• [Data for this exercise]
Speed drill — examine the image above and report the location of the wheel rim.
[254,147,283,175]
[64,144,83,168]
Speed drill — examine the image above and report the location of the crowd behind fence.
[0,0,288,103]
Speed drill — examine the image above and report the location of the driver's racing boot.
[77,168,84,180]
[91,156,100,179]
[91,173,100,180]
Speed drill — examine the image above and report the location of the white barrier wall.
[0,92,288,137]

• [Task prompt]
Copy these lines word for word.

• [The answer]
Speed drill — examine the image above and report the location of the wheel rim.
[254,147,283,175]
[64,144,83,168]
Speed drill — examine the image above and report the location of the crowd behind fence.
[0,0,288,103]
Speed drill — examine the image above and report the location of the driver's racing boot.
[77,168,84,180]
[91,156,100,179]
[91,173,100,180]
Speed drill — examine the image above and report the location of the white barrier wall.
[0,92,288,137]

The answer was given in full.